**PAGE EXTRACT**
===============

|(An excerpt from my private journals, New Years' Eve in Kraków, Poland.)
After my nap, I primped and headed to “7,” a friendly bar near my hotel.
At the door, the man had a registry and blurted out something in Polish. Thankfully, a man behind me translated what he said, in French. I could go in, but I’d not have a reserved table. OK. OK.
I sat at the bar and nursed a delicious beer.
A quite annoying 20s something man with heavy acne insisted on talking with me. I had made eye contact with a pretty lesbian couple that sat on the other side from me.
“Jak sie mas,” I asked. That broke the ice. After I told them that I was alone, Katrina and her girlfriend told me that they would adopt me for the night. And they did. We talked for hours and hours in German.

===============

**QUESTIONS TO ANSWER**
a) Say whether each statement agrees with the Kraków journal excerpt, giving yes or no and the deciding words of the text: (i) The bar "7" was near the writer's hotel. (ii) The man behind the writer translated the doorman's words into German. (iii) The writer was given a reserved table.
b) Please quote the Kraków journal excerpt from "At the door, the" to "a delicious beer.".

===============

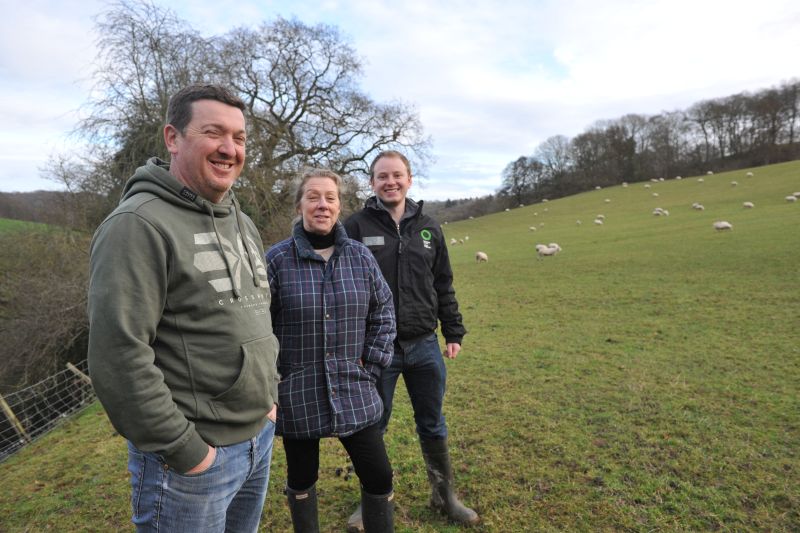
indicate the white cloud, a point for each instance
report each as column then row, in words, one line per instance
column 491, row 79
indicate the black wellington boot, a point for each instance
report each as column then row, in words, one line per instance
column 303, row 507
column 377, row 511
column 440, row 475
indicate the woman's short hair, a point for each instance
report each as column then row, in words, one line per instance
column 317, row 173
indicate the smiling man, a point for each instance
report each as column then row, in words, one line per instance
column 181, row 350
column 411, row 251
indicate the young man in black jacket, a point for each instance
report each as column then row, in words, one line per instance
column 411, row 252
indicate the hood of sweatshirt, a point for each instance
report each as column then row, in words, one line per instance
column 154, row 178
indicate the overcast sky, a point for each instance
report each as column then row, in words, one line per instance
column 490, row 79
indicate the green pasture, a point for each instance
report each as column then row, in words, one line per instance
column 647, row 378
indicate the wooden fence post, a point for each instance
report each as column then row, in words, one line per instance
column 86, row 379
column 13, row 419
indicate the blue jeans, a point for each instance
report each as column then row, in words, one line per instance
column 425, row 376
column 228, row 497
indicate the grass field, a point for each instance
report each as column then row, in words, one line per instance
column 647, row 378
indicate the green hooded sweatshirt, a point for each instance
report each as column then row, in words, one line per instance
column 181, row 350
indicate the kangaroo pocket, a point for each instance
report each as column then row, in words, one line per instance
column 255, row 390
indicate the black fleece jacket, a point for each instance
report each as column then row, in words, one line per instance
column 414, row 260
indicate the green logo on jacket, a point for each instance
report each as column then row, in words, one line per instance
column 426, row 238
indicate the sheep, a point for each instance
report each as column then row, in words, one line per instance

===============

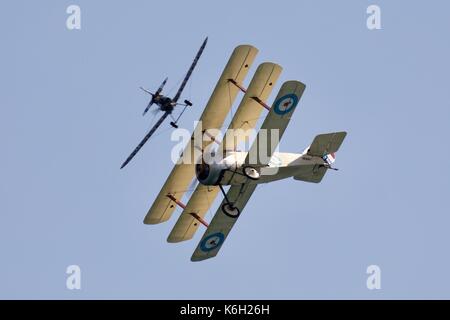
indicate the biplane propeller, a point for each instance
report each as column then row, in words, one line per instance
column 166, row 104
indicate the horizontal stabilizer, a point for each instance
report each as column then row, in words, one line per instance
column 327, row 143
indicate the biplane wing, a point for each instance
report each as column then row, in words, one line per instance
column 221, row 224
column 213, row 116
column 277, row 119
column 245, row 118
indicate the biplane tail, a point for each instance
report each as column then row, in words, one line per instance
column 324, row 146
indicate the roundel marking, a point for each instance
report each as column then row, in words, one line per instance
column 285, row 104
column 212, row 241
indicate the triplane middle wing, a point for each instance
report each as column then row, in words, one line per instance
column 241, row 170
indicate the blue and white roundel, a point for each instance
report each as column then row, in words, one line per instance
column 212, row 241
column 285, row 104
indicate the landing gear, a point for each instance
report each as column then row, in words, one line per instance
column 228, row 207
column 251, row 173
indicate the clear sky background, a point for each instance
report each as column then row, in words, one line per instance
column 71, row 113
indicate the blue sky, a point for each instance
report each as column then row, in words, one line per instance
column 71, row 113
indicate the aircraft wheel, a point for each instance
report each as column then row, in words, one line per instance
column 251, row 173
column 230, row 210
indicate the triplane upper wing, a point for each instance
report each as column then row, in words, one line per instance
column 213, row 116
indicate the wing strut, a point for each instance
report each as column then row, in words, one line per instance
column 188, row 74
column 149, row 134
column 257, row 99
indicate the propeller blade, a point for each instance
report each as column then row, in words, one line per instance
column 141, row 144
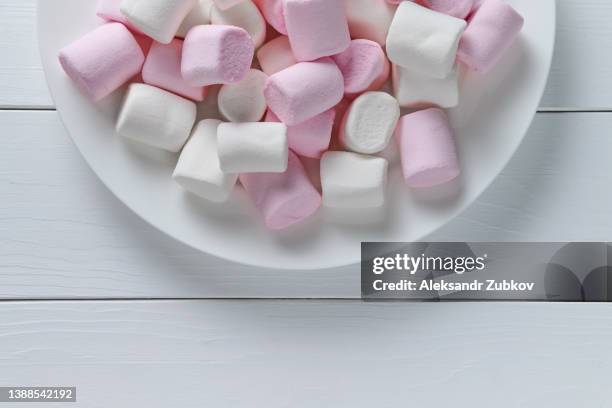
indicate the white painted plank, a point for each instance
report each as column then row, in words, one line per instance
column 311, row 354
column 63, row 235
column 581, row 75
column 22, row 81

===============

**SOLUTIONS FOR EACH TASK**
a)
(i) Yes: "a friendly bar near my hotel"
(ii) No: "translated what he said, in French"
(iii) No: "I could go in, but I’d not have a reserved table."

b)
At the door, the man had a registry and blurted out something in Polish. Thankfully, a man behind me translated what he said, in French. I could go in, but I’d not have a reserved table. OK. OK.
I sat at the bar and nursed a delicious beer.